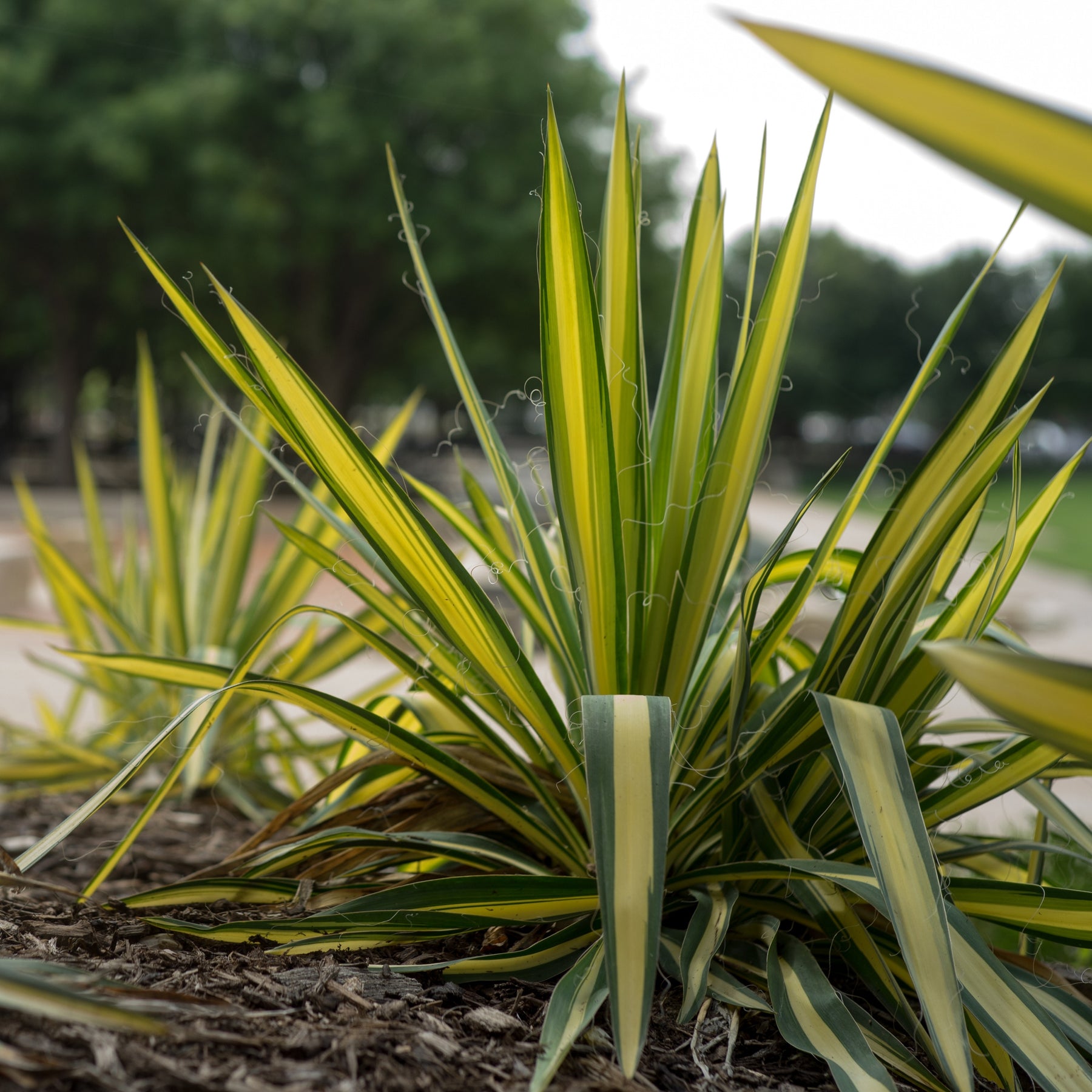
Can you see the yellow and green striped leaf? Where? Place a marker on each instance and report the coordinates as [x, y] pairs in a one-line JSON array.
[[740, 448], [619, 300], [1013, 1016], [538, 962], [155, 486], [704, 934], [700, 236], [878, 783], [1032, 151], [1048, 699], [812, 1017], [579, 423], [511, 898], [573, 1006], [32, 988], [627, 744], [473, 850], [232, 888], [551, 584]]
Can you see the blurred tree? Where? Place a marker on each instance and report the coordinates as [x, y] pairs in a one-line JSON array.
[[249, 135], [855, 344]]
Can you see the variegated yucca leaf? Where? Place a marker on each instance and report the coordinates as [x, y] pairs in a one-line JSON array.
[[1048, 699], [1037, 153], [813, 1018], [627, 744], [64, 994], [573, 1007], [877, 780]]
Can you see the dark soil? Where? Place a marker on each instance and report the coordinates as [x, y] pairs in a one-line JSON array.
[[245, 1021]]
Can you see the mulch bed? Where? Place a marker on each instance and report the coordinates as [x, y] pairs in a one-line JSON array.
[[255, 1022]]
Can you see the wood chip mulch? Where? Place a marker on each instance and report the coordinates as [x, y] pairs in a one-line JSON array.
[[244, 1021]]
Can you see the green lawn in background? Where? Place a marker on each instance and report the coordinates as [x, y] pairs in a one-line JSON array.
[[1066, 542]]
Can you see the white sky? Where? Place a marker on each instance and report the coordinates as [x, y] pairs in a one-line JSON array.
[[699, 75]]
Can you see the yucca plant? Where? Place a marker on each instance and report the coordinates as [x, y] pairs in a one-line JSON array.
[[178, 587], [651, 767]]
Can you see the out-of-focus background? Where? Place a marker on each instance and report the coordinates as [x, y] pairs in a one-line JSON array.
[[249, 136]]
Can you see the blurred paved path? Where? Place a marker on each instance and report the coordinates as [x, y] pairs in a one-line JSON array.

---+---

* **EXERCISE AIM**
Retype all of the material above word for word, leaving out the picture.

* **RESPONSE TO THIS EXERCISE**
Can you see the yellow and green striped leaf? Where? Place a marker on each instance and report the coordinates as [x, y] pairs in a one-line JSON array.
[[740, 448], [619, 300], [1013, 1016], [538, 962], [155, 486], [704, 934], [700, 236], [878, 783], [1032, 151], [1048, 699], [812, 1017], [579, 423], [511, 898], [573, 1006], [32, 988], [627, 744], [473, 850], [232, 888], [551, 584]]
Can you see the blurred tree? Where? Place a marker on each instance and report the coordinates as [x, y] pairs in a one-line JSON array.
[[249, 135], [855, 344]]
Can you see the variegated yucca leaf? Where? Place a marker on each instance and report the coordinates as [x, y] pairs in a one-line JSON array.
[[1048, 699], [1037, 153], [813, 1018], [627, 744], [64, 994], [573, 1007], [877, 780]]
Can you see the dark soil? Where? Place a marker on each instance and report the coordinates as [x, y] pairs in a one-line JSON array.
[[245, 1021]]
Can you see the mulch bed? Where? Place a marker on each instance and report the coordinates as [x, y] pairs in a one-line JSON array.
[[255, 1022]]
Can you see the wood chip mulch? Where? Place a marker on each instance and report the coordinates as [x, y] pairs in a one-line JSON array.
[[244, 1021]]
Can you see the green lawn in background? Where? Place a marker on each instance and report the coordinates as [x, y] pairs in a one-line JSON array.
[[1066, 542]]
Can you see the white sky? Where? Place a marker on each instance and report the coordinates as [x, y] pairs in a one-line JSON array.
[[699, 75]]
Can you see the yucca plant? Where? Place a marker on each instance and report the coordinates as [x, y] pairs in a one-line JSON array.
[[178, 587], [651, 767]]
Can you see the out-of-focus background? Where? Place a marker on each instance and report the coordinates as [x, y] pairs in a one-line JSON array.
[[249, 136]]
Can you see the blurred paved path? Where? Place a marker on each instance and report the coordinates as [x, y] pairs in a one-line JSON array.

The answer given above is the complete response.